Text to read:
Ape populations around the world are facing multiple threats, ranging from deforestation and habitat loss to poaching. China has emerged as one of the largest importers of live apes worldwide, however in many cases these imports have been shady affairs, conducted without proper documents and patchy supervision. Of even greater concern is the fact that despite government efforts to dissuade zoos from holding live performances, many of these apes are being cruelly treated in an effort to woo visitors.
A chimpanzee infant sits during a recent drum performance at the Shanghai Wild Animal Park. Photo: Courtesy of Nature University
In four days the US blockbuster Dawn of the Planet of the Apes will finish its run on Chinese screens. But its tale of ape dominance over humanity is somewhat ironic given the fact that mankind's closest living relatives are being pushed to the brink of extinction.
While China is not a country which normally appears in discussion on primate conservation, the country's role as one of the major importers of live chimps from Africa has thrust it into the spotlight, particularly given the sometimes brutal treatment the primates receive when being trained to perform at zoos.
Between 2007 and 2012, 138 chimpanzees and 10 gorillas were exported to China from Guinea, according to Stolen Apes, a report released by the United Nations Environment Programme (UNEP) in March last year.

Stored entries:
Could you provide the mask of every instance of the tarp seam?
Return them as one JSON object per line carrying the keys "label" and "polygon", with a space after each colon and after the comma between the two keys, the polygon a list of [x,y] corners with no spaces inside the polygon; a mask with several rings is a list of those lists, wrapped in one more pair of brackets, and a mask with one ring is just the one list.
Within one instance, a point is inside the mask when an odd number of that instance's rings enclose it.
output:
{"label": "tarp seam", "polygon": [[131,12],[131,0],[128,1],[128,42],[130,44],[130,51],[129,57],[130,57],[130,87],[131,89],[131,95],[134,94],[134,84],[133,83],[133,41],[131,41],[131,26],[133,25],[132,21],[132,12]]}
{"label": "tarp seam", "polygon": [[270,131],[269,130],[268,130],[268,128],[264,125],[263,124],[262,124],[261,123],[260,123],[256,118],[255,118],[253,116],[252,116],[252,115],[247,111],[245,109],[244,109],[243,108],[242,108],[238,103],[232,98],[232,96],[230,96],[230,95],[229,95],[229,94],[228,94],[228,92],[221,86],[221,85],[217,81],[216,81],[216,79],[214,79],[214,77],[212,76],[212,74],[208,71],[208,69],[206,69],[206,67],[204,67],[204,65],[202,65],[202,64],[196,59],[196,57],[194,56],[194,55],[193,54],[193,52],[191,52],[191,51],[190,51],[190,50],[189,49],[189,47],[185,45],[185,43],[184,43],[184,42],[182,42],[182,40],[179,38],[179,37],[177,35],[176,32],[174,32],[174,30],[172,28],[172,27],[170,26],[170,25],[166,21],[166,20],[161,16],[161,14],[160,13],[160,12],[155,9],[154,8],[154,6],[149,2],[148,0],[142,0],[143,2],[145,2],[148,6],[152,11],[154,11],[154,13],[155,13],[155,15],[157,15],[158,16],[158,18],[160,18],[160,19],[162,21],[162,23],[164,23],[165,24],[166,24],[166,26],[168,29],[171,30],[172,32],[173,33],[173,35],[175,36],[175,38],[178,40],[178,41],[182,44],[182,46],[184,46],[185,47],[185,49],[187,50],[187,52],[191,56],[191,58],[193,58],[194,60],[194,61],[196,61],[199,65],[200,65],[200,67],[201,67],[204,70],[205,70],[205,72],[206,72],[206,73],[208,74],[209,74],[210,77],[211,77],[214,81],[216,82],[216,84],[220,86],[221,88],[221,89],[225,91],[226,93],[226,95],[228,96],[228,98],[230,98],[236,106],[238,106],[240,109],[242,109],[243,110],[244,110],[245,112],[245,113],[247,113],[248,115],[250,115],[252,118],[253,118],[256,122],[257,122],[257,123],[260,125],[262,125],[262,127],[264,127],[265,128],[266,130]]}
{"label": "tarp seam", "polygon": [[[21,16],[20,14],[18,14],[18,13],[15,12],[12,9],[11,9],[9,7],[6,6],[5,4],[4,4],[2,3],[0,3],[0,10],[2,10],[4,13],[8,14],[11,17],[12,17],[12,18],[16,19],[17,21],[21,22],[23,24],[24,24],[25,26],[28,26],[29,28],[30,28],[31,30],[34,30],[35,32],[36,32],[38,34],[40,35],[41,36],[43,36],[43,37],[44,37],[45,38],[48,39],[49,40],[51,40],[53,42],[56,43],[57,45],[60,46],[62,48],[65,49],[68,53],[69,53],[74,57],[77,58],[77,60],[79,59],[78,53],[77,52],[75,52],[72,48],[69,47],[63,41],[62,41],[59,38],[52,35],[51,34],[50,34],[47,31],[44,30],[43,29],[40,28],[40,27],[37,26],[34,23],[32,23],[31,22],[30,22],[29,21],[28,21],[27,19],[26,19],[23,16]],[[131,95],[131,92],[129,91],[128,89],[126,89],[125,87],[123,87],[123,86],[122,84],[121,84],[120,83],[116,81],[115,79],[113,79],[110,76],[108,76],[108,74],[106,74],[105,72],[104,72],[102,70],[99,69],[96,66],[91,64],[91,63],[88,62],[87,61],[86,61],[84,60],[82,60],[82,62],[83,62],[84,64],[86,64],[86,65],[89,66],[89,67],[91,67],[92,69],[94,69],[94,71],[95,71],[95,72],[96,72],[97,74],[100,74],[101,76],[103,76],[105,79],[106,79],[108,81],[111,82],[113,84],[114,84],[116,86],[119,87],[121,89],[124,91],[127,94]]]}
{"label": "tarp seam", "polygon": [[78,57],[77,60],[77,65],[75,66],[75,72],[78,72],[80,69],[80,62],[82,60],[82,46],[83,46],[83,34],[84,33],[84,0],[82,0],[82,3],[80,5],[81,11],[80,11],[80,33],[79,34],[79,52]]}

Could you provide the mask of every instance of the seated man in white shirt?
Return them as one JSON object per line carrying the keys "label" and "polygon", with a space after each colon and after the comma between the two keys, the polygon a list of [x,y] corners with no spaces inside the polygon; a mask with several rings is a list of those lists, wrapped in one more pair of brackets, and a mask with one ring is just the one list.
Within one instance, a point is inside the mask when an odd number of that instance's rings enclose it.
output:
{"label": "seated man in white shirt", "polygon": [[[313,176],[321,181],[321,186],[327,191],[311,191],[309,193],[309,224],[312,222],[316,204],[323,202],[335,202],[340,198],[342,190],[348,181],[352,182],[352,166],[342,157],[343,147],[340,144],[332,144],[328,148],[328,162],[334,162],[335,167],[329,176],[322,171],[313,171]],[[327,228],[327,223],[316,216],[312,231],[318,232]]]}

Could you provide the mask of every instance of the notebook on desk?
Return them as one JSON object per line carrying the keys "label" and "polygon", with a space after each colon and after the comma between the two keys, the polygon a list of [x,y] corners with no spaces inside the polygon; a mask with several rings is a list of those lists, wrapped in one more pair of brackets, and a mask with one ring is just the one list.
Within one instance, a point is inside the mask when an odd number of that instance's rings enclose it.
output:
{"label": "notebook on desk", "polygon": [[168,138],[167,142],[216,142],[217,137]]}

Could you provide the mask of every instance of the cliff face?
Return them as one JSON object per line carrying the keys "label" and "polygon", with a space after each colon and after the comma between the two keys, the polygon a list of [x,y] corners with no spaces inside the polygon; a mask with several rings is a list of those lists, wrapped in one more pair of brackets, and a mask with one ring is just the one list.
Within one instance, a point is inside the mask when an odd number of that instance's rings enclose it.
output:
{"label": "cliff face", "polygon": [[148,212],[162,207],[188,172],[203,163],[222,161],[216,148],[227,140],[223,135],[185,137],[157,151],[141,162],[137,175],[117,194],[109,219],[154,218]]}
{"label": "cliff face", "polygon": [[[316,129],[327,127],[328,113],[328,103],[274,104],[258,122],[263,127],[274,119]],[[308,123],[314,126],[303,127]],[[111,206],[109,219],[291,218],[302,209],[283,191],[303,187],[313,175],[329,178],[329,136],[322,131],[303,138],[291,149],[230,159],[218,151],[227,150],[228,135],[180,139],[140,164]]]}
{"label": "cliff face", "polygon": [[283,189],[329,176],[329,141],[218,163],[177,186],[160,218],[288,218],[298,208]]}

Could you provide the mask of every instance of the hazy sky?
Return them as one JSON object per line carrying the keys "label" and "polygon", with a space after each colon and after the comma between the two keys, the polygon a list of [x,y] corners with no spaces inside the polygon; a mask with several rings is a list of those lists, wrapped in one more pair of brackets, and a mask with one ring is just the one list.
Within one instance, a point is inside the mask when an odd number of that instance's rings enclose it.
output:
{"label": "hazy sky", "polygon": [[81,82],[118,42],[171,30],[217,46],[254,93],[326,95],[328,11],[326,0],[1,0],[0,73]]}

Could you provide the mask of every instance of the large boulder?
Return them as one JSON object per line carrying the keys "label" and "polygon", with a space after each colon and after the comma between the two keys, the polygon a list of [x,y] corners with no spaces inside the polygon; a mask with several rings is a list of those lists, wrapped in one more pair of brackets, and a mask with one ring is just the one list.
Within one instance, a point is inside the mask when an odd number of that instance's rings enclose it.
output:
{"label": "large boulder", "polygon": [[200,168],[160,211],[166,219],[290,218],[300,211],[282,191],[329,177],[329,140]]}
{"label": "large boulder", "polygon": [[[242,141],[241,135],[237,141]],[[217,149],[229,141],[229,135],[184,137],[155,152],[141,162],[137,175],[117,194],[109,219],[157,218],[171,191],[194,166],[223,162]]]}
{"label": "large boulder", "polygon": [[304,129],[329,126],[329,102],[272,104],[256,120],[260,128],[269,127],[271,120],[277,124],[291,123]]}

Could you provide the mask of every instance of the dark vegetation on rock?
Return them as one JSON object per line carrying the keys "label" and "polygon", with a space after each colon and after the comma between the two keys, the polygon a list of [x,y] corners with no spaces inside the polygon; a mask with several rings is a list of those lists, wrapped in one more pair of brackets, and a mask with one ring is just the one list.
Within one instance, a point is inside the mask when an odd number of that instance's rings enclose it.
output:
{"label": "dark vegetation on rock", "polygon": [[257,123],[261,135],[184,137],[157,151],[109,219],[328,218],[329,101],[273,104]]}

Required task:
Answer these from the text on ape imports to China:
(a) At which park does the chimpanzee infant sit during a drum performance?
(b) In how many days will Dawn of the Planet of the Apes finish its run on Chinese screens?
(c) How many chimpanzees were exported to China from Guinea between 2007 and 2012?
The entries play no part in this work.

Written reply:
(a) The Shanghai Wild Animal Park
(b) Four days
(c) 138